[SELECTED PASSAGE Boundary: Start]

New Orleans said Entergy suffered “catastrophic” damage to a transmission line, and the utility said electricity would not be restored Sunday night. The New Orleans Sewage and Water Board said it was using backup power systems, including turbines and generators, to supply electricity to its pumping stations, which are essential to control flooding in the city.

Ida slammed the coastline Sunday as a Category 4 storm, then weakened to a Category 2 that night. It was forecast to be a tropical storm by Monday morning.

The storm has unleashed damaging wind gusts of up to 90 mph in New Orleans, along with flooding rain, which could spread through Mississippi and the Tennessee Valley on Monday.

Here’s what to know

  • More than 900,000 customers have lost power in Louisiana, and authorities warn that widespread outages could last weeks.
  • At least one person is dead in Ascension Parish, the first death be attributed to the storm.
  • Ida was testing the New Orleans flood protection system, bolstered by a $14.5 billion investment after Hurricane Katrina.

[SELECTED PASSAGE Boundary: End]
[DATA EXCERPTS Boundary: Start]

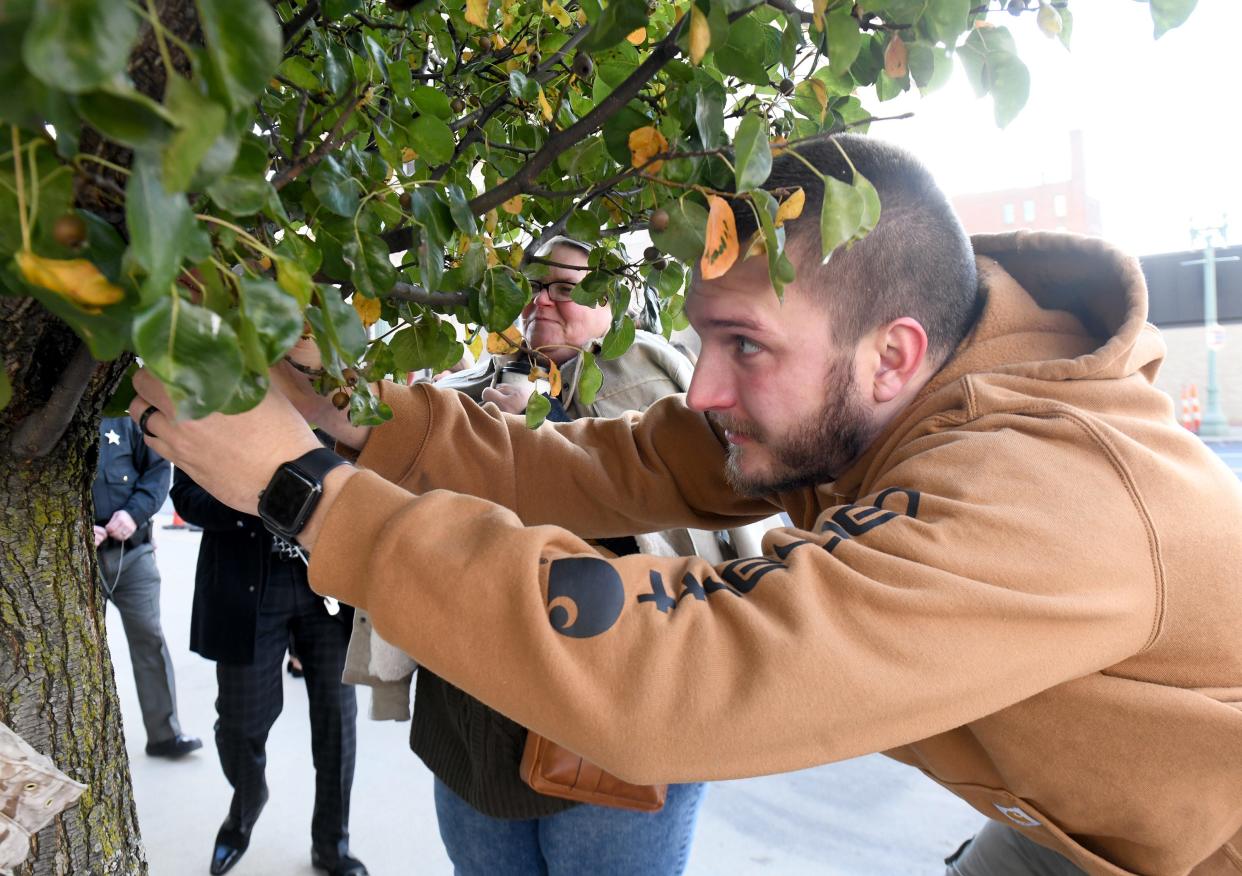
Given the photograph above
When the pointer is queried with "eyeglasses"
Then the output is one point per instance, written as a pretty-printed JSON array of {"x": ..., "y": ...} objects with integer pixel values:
[{"x": 557, "y": 290}]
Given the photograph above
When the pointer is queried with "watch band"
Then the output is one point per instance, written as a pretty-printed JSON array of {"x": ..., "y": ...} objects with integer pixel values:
[{"x": 316, "y": 464}]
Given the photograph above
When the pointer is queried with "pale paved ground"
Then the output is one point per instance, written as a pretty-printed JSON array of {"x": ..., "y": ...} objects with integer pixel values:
[{"x": 868, "y": 816}]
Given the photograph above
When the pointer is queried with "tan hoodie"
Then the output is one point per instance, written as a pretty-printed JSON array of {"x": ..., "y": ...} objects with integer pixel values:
[{"x": 1028, "y": 587}]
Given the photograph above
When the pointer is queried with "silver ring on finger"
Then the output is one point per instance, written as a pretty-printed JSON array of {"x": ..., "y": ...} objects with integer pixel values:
[{"x": 142, "y": 420}]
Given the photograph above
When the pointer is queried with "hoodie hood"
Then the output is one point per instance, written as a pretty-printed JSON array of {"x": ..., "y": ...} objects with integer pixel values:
[{"x": 1057, "y": 307}]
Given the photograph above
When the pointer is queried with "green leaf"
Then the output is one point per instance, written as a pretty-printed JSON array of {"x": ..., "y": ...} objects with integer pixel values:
[
  {"x": 538, "y": 408},
  {"x": 1011, "y": 86},
  {"x": 200, "y": 122},
  {"x": 335, "y": 189},
  {"x": 709, "y": 116},
  {"x": 426, "y": 343},
  {"x": 752, "y": 153},
  {"x": 744, "y": 54},
  {"x": 343, "y": 328},
  {"x": 502, "y": 298},
  {"x": 458, "y": 208},
  {"x": 686, "y": 235},
  {"x": 870, "y": 204},
  {"x": 619, "y": 339},
  {"x": 193, "y": 351},
  {"x": 780, "y": 270},
  {"x": 126, "y": 116},
  {"x": 241, "y": 195},
  {"x": 840, "y": 215},
  {"x": 250, "y": 390},
  {"x": 244, "y": 47},
  {"x": 589, "y": 380},
  {"x": 845, "y": 40},
  {"x": 430, "y": 101},
  {"x": 1169, "y": 14},
  {"x": 297, "y": 71},
  {"x": 432, "y": 139},
  {"x": 78, "y": 45},
  {"x": 160, "y": 225},
  {"x": 293, "y": 278},
  {"x": 275, "y": 314},
  {"x": 370, "y": 267},
  {"x": 617, "y": 20}
]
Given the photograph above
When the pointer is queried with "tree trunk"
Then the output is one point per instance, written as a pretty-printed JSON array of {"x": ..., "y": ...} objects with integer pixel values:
[{"x": 57, "y": 688}]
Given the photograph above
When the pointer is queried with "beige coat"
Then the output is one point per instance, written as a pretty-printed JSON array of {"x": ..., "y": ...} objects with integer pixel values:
[{"x": 1027, "y": 587}]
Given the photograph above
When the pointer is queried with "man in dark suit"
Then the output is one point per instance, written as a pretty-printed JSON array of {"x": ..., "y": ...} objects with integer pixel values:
[
  {"x": 131, "y": 483},
  {"x": 250, "y": 595}
]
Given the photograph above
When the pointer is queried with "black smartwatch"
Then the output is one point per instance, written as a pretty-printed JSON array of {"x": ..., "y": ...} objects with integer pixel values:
[{"x": 294, "y": 491}]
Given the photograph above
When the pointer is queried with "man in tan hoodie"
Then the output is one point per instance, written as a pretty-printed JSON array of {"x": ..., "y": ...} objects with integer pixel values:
[{"x": 1010, "y": 568}]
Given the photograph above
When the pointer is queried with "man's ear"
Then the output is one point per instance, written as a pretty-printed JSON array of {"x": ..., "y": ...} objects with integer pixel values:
[{"x": 902, "y": 348}]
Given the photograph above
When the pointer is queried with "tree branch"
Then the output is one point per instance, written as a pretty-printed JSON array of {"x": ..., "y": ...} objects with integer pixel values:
[
  {"x": 416, "y": 295},
  {"x": 40, "y": 431},
  {"x": 665, "y": 51},
  {"x": 333, "y": 141}
]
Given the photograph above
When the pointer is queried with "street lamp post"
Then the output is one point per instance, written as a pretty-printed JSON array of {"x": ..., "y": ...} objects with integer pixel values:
[{"x": 1215, "y": 423}]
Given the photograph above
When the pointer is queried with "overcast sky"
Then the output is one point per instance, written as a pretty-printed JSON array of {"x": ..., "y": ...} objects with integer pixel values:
[{"x": 1161, "y": 121}]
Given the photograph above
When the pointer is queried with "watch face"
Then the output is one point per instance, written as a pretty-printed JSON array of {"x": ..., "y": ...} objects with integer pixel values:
[{"x": 287, "y": 498}]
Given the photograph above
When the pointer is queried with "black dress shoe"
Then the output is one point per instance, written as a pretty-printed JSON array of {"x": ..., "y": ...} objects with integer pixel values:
[
  {"x": 337, "y": 861},
  {"x": 178, "y": 747},
  {"x": 232, "y": 840}
]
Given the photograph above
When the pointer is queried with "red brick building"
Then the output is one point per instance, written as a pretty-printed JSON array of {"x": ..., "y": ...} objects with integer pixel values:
[{"x": 1050, "y": 206}]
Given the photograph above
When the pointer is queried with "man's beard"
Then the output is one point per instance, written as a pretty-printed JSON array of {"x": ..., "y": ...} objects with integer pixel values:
[{"x": 816, "y": 450}]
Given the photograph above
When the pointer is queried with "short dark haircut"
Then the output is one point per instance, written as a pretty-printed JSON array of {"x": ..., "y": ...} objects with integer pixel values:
[{"x": 915, "y": 262}]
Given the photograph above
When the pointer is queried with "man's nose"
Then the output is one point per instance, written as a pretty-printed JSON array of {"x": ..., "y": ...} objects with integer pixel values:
[{"x": 711, "y": 387}]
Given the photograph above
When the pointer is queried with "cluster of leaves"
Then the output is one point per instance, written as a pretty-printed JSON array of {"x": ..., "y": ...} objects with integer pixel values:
[{"x": 379, "y": 174}]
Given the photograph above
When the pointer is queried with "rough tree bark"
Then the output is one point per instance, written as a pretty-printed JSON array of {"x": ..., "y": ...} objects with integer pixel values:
[{"x": 57, "y": 688}]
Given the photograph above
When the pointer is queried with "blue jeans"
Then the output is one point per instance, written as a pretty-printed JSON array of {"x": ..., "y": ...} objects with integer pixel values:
[{"x": 600, "y": 840}]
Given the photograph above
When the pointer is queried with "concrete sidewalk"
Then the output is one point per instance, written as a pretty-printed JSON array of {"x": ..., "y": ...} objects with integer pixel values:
[{"x": 867, "y": 816}]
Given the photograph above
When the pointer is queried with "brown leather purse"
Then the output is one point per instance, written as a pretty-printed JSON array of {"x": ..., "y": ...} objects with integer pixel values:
[{"x": 555, "y": 771}]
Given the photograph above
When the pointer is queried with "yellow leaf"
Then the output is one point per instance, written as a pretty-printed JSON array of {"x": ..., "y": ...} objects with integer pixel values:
[
  {"x": 819, "y": 8},
  {"x": 790, "y": 208},
  {"x": 720, "y": 250},
  {"x": 554, "y": 379},
  {"x": 368, "y": 310},
  {"x": 646, "y": 143},
  {"x": 558, "y": 11},
  {"x": 701, "y": 34},
  {"x": 502, "y": 343},
  {"x": 476, "y": 13},
  {"x": 76, "y": 278}
]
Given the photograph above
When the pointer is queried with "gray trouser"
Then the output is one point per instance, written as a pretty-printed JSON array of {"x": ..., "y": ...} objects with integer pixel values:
[
  {"x": 135, "y": 594},
  {"x": 997, "y": 850}
]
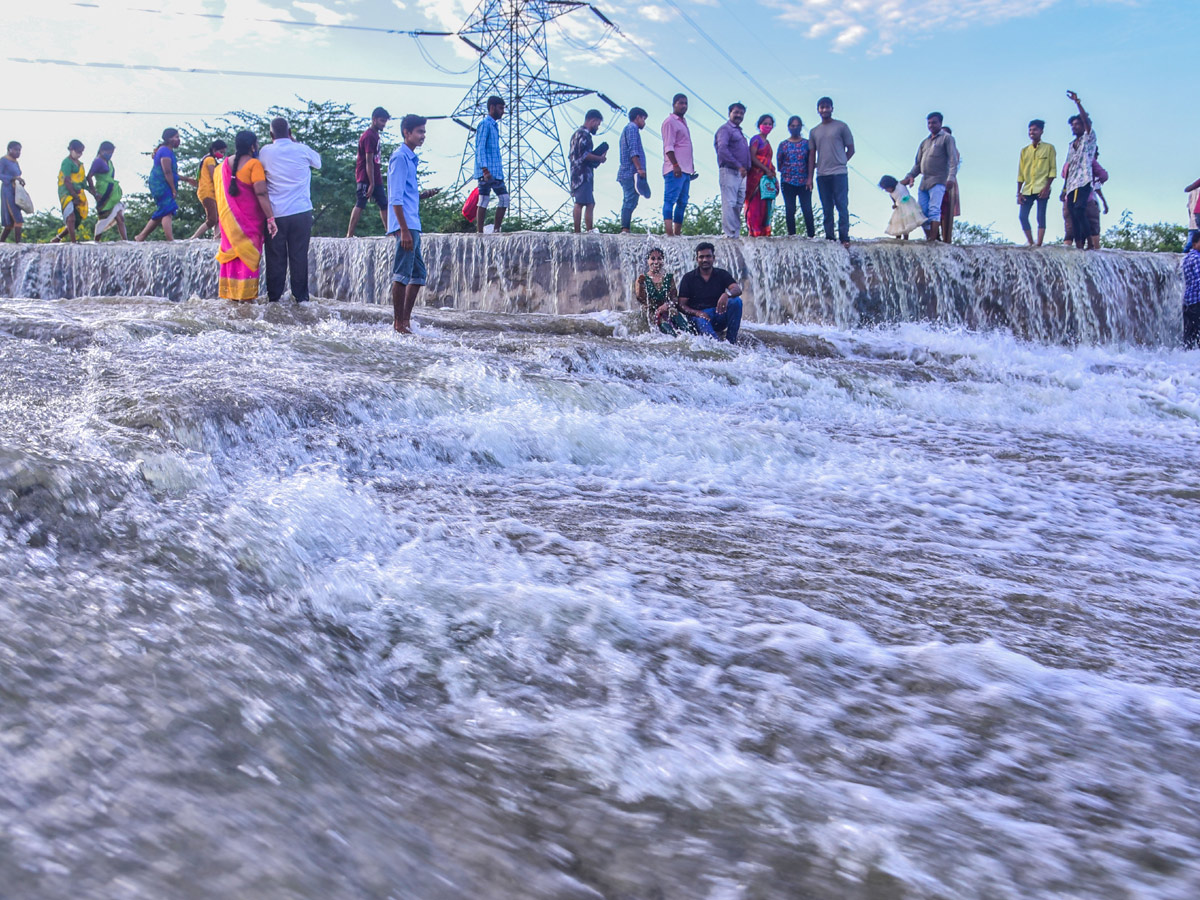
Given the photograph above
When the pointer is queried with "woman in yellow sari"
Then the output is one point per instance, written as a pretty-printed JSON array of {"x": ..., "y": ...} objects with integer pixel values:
[{"x": 245, "y": 215}]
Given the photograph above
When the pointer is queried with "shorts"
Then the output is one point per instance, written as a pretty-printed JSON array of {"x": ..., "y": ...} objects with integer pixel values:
[
  {"x": 485, "y": 193},
  {"x": 10, "y": 213},
  {"x": 363, "y": 195},
  {"x": 409, "y": 264},
  {"x": 210, "y": 211},
  {"x": 585, "y": 195}
]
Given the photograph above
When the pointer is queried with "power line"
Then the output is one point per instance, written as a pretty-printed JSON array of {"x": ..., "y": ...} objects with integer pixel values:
[
  {"x": 720, "y": 49},
  {"x": 107, "y": 112},
  {"x": 433, "y": 64},
  {"x": 279, "y": 22},
  {"x": 670, "y": 75},
  {"x": 232, "y": 72}
]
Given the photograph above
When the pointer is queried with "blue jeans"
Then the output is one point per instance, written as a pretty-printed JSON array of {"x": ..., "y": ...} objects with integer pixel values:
[
  {"x": 630, "y": 201},
  {"x": 729, "y": 322},
  {"x": 834, "y": 191},
  {"x": 931, "y": 202},
  {"x": 675, "y": 196}
]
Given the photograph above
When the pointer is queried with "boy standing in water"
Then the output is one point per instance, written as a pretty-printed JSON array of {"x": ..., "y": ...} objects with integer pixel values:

[DATA EXCERPTS Boundary: End]

» TASK LIST
A) In the Hurricane Ida report, how much was invested to strengthen the New Orleans flood protection system after Hurricane Katrina?
B) Write the next part of the Hurricane Ida report, picking up after its final line.

» OUTPUTS FOR THE TASKS
A) $14.5 billion

B)
  • The roof was blown off a south Louisiana hospital with patients inside, in a visceral indication of how the storm has collided with an already strained health-care system.
  • President Biden promised Sunday to “put the country’s full weight” behind rescue-and-recovery efforts and noted that he signed emergency declarations for Louisiana and Mississippi in advance so that aid could be “surged.”
  • Almost 1 million people in New Orleans and surrounding cities were put under a flash-flood warning through Sunday night, while a “life-threatening” flash-flood “emergency” was declared in some communities south of New Orleans, near the Mississippi River.
  • Ida made landfall at 12:55 p.m. near Port Fourchon, La., with 150-mph winds and tied for the most intense hurricane on record to strike Louisiana.